◆ **WHAT IS REQUIRED**
Can you rewrite the material below as a two-column CSV with the headers "request" and "answer", one row per request, putting its text in the first column and its answer in the second? Quote each field and replace any line breaks with spaces.

◆ **Data listing**
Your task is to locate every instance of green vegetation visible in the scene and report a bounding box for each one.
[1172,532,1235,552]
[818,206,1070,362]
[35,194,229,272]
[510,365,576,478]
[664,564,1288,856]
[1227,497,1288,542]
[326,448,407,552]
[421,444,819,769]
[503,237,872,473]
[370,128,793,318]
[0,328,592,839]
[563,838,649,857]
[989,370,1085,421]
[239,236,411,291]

◆ **SOLVED EXERCISE**
request,answer
"Your task is to locate every instance of green vegetation visible in the scene and report a bounding box for each one.","[1172,532,1235,552] [818,206,1070,362] [35,194,229,272] [510,365,576,478] [664,564,1288,856] [1227,497,1288,542] [326,448,407,552] [421,444,819,769] [503,237,872,473] [370,128,793,318] [0,328,592,839] [563,838,649,857] [989,370,1085,421] [239,236,411,291]"